Todo régimen autoritario se sustenta, en mayor o menor medida, en el aparato represivo del Estado. En su capacidad de amedrentamiento y coacción, sin lo cual el régimen se desestabiliza. Muchas de las crisis súbitas y terminales que experimentan estos regímenes obedecen a un contexto económico y político desfavorable (alto desempleo e inflación, protestas y movilizaciones), que mina la fuente de su legitimidad y en el que se produce finalmente una fractura al interior del Estado. Un quiebre de la subordinación al Ejecutivo de los otros poderes públicos (parlamento o corte suprema de justicia) o, lo más común, una ruptura de la obediencia y lealtad de las FF.AA al líder o a la camarilla que gobierna. Esta fractura es, generalmente, el elemento crítico que materializa el proceso de transición.

En todos los escenarios, pero particularmente en este último, las FFAA constituyen un actor central del proceso. Más aún en el caso de Venezuela, dada la politización a que han sido sometidas por el chavismo durante años. Para bien o para mal, participando directamente o adoptando una actitud de permisiva neutralidad, la institución castrense intervendrá en el proceso de cambio que se avecina y moldeará el resultado de la crisis política.

El chavismo, adicionalmente, ha ido creando condiciones propicias para una salida que involucre al sector militar. De acuerdo a la literatura politológica (2), entre los principales factores que favorecen la intervención deliberada de las FFAA en el conflicto político interno hay varios presentes en el contexto actual venezolano. Uno de ellos es, justamente, la debilidad y falta de independencia de instituciones y poderes públicos, que en otras condiciones podrían jugar un papel moderador en la crisis, limitando la posibilidad de que la institución militar deba o pueda cumplir un rol de árbitro. Asimismo, el proyecto ideológico del chavismo de atribuir a las FFAA la misión de promover el desarrollo nacional y su intención de involucrarlas en el mantenimiento del orden público no hace más que acentuar la peligrosa penetración castrense en ámbitos reservados la poder civil. La existencia de la milicia y el accionar de grupos paramilitares auspiciados desde el gobierno constituyen, tradicionalmente, otros dos factores exasperantes para las FF.AA. Ambos suelen ser percibidos por la institución militar como una fuente de inestabilidad y una amenaza potencial a su preservación e intereses corporativos. Peligrosas circunstancias que tienden a cohesionarlas.

No obstante, son la polarización y la pérdida acentuada de legitimidad los dos factores más importantes para una intervención militar. Se trate o no de gobiernos autoritarios. Polarización y enfrentamientos. Movilizaciones de protesta masivas y recurrentes. Riesgo de caos y anarquía. Todo esto representa, por razones obvias, un escenario en el que la institución militar se siente conminada a actuar. A restablecer el orden y la paz. Lo mismo si debe para ello desplazar a autoridades a las que juzga incapaces o responsables de la crisis. Más allá de consideraciones de orden moral, la institución reacciona contra aquello que considera o percibe como contrario o antitético a su propia naturaleza y razón de existencia.
__________
◆ **PARTES DEL EJERCICIO**:
a – Según el fragmento, ¿cuáles son los dos factores más importantes para una intervención militar?
b – Transcribe el pasaje del fragmento que empieza con "Todo régimen autoritario" y sigue hasta "proceso de transición.".
__________
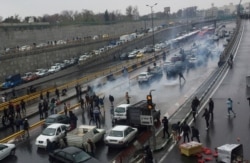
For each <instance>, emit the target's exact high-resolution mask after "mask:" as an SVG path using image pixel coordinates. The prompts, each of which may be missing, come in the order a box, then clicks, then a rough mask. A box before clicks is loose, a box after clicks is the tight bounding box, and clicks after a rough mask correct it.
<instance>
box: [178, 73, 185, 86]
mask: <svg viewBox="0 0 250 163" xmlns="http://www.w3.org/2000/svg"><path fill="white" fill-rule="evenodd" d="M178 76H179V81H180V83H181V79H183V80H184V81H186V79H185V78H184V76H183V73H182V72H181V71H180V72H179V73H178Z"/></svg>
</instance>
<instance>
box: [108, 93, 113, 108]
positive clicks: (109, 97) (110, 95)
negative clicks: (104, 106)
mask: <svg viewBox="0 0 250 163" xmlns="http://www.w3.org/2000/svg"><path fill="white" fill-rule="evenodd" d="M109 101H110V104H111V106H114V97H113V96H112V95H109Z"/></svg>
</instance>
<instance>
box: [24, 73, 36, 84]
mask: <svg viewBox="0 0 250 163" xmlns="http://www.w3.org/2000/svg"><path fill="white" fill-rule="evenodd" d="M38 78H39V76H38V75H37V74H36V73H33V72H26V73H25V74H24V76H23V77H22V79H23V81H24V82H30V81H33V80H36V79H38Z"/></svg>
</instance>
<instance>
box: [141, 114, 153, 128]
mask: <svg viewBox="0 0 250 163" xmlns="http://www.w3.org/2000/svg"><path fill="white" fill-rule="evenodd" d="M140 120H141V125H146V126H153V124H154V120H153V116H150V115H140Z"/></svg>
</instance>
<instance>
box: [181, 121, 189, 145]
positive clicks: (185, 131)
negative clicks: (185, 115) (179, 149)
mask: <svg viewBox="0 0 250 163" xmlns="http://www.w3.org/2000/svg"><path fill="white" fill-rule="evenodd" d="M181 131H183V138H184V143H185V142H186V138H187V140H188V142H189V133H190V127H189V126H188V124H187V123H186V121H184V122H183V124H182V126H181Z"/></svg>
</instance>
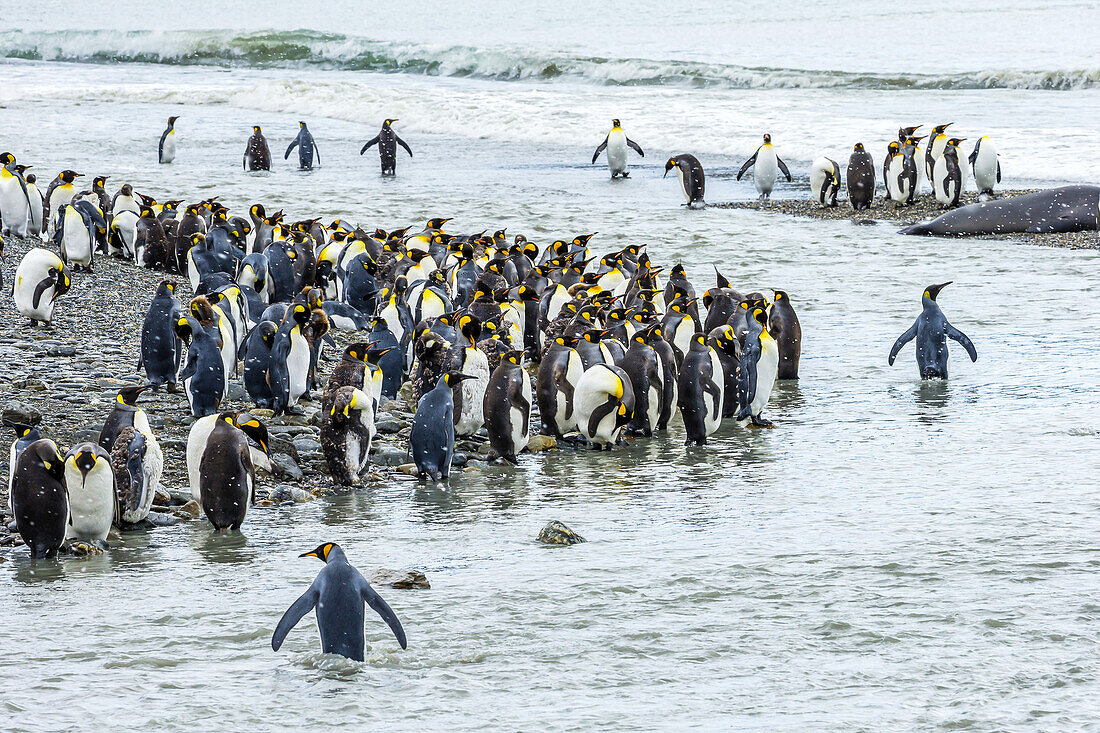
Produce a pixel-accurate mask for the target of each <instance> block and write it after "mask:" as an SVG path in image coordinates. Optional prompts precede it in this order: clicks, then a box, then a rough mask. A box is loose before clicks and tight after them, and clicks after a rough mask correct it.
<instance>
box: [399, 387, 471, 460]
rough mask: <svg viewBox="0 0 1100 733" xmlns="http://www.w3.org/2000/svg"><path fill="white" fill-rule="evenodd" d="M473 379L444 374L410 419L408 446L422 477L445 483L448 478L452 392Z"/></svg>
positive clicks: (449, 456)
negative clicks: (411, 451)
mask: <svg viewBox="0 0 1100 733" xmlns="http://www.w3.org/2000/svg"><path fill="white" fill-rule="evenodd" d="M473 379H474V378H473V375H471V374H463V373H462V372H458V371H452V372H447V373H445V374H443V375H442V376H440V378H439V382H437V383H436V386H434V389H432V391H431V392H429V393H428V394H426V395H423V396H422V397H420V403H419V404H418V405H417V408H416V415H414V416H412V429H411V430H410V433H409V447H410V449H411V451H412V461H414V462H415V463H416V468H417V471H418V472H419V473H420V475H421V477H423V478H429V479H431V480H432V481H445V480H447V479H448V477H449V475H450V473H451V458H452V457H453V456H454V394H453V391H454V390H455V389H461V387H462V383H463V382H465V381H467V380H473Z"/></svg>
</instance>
__________
◆ **RESPUESTAS**:
a – La polarización y la pérdida acentuada de legitimidad.

b –
Todo régimen autoritario se sustenta, en mayor o menor medida, en el aparato represivo del Estado. En su capacidad de amedrentamiento y coacción, sin lo cual el régimen se desestabiliza. Muchas de las crisis súbitas y terminales que experimentan estos regímenes obedecen a un contexto económico y político desfavorable (alto desempleo e inflación, protestas y movilizaciones), que mina la fuente de su legitimidad y en el que se produce finalmente una fractura al interior del Estado. Un quiebre de la subordinación al Ejecutivo de los otros poderes públicos (parlamento o corte suprema de justicia) o, lo más común, una ruptura de la obediencia y lealtad de las FF.AA al líder o a la camarilla que gobierna. Esta fractura es, generalmente, el elemento crítico que materializa el proceso de transición.